Mon travail consiste à vous aider à acquérir l’aptitude à philosopher plutôt qu’à vous faire apprendre par cœur les théories des philosophes, donc, dans l’exemple choisi, à vous faire réaliser que tout instant est précieux parce que quelque chose de vous y meurt plutôt qu’à émettre tout un tas de suppositions sur la mort. C’est très paradoxal, nous perdons notre temps à constituer des hypothèses sur la mort alors qu’elle est exactement ce que nous vivons dans le présent. Comme pour de très nombreuses questions que nous nous posons, nous ne nous apercevons pas que la solution n’est pas un but vers lequel il nous faudrait aller mais cela même qui nous est donné dés le départ, comme un homme qui chercherait la richesse sans se rendre compte qu’il a les fesses posées sur un trésor.
Pratiquer la philosophie comme une aptitude plutôt que comme un pur travail de mémoire, qu’est-ce que ça suppose ? Comme la nage, ça suppose un « déclic ». Tout le monde sait nager, en fait parce que physiquement la densité de l’eau permet à tous les corps humains de flotter et de se déplacer à la surface avec des mouvements calmes et maîtrisés. Ne pas savoir nager, c’est seulement croire qu’on ne sait pas nager. De la même façon, quelque chose vous porte nécessairement à faire de la philosophie, quoi ? La conscience que l’on prend parfois d’un décalage entre l’attitude qu’il est convenu d’adopter face à une situation parmi les hommes et la stricte réalité de cette situation. Il s’agit simplement d’être en phase avec la réalité de la situation présente telle qu’elle est et non telle que nous voudrions qu’elle soit, mais percevoir les choses telles qu’elles sont, c’est un exercice très difficile, très exigeant.
C’est l’une des raisons pour lesquelles il convient absolument que le cours de philosophie soit une parenthèse dans notre existence sociale au milieu des autres. Pour vivre avec les autres et être accepté d’eux, il faut passer par des images, des formules convenues qu’on balance à droite à gauche (qui s’interroge vraiment sur la santé de quelqu’un quand il lui demande si ça va ?). Cela n’est ni bien ni mal, c’est une contrainte de la vie en collectivité. Mais en cours de Philosophie, nous pouvons suspendre, le temps de la séance, le cours de ces habitudes et constater qu’elles contribuent à falsifier complètement notre rapport aux autres, à l’existence à nous-mêmes, c’est alors que viennent à la surface des questions qui nous troublent et nous semblent parfois absurdes parce qu’elles partent d’un souci qui n’a plus aucun rapport avec celui d’être accepté et reconnu par les autres en société. Il y a donc quelque chose dans la philosophie qui est extrêmement attentif à désamorcer les dynamiques nées des effets de groupe. Quand vous entrez dans la salle d’un cours de philosophie, j’aimerai beaucoup que vous compreniez et que vous vous souveniez qu’aussi entouré que vous puissiez être de vos camarades, vous entrez seul, de la même façon qu’à la fin des fins, vous vivez seul.

◇ ◇ ◇ ◇ ◇

Consigne |
Transcrivez mot pour mot le passage de l'extrait ci-dessus sur la pratique de la philosophie situé entre « Mon travail consiste » et « sur un trésor. », bornes incluses.

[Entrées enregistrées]
◇ ◇ ◇ ◇ ◇

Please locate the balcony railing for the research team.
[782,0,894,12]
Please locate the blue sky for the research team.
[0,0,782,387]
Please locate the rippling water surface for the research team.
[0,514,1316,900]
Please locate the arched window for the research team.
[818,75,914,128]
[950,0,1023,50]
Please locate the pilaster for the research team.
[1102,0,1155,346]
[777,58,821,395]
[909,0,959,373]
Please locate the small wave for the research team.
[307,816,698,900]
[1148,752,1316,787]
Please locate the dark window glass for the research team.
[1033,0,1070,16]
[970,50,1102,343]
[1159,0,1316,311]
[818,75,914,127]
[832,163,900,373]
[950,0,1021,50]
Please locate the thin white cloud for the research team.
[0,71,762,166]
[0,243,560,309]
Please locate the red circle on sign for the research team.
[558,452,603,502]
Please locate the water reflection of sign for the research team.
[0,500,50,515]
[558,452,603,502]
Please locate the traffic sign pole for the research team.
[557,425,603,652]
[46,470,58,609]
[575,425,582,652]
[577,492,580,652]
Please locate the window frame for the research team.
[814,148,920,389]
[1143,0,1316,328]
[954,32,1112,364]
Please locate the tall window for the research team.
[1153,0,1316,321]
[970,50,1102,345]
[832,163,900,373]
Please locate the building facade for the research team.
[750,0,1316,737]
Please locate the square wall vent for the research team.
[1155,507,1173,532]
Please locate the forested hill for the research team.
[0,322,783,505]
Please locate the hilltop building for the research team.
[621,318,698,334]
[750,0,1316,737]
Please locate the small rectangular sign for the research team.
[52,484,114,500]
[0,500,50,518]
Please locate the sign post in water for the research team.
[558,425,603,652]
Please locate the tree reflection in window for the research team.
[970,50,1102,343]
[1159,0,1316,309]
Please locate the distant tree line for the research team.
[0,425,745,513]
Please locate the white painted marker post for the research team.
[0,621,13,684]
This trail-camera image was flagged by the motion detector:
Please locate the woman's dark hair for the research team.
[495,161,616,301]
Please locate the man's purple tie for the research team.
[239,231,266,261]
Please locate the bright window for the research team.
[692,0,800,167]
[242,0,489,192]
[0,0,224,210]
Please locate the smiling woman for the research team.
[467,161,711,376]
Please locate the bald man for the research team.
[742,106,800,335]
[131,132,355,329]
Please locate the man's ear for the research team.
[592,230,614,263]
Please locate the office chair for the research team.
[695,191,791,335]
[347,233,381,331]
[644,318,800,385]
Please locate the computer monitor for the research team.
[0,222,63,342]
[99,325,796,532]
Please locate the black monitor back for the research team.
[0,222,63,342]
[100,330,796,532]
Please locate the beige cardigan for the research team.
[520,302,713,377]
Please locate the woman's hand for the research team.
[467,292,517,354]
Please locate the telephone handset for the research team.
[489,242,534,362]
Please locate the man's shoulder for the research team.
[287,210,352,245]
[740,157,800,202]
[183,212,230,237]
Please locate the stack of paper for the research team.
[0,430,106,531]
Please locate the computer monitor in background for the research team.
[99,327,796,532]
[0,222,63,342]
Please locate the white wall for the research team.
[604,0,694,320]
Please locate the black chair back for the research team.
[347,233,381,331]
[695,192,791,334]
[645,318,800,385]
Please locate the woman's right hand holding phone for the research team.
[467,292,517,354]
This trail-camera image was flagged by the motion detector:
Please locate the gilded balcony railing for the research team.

◇ ◇ ◇ ◇ ◇

Corrigé |
Mon travail consiste à vous aider à acquérir l’aptitude à philosopher plutôt qu’à vous faire apprendre par cœur les théories des philosophes, donc, dans l’exemple choisi, à vous faire réaliser que tout instant est précieux parce que quelque chose de vous y meurt plutôt qu’à émettre tout un tas de suppositions sur la mort. C’est très paradoxal, nous perdons notre temps à constituer des hypothèses sur la mort alors qu’elle est exactement ce que nous vivons dans le présent. Comme pour de très nombreuses questions que nous nous posons, nous ne nous apercevons pas que la solution n’est pas un but vers lequel il nous faudrait aller mais cela même qui nous est donné dés le départ, comme un homme qui chercherait la richesse sans se rendre compte qu’il a les fesses posées sur un trésor.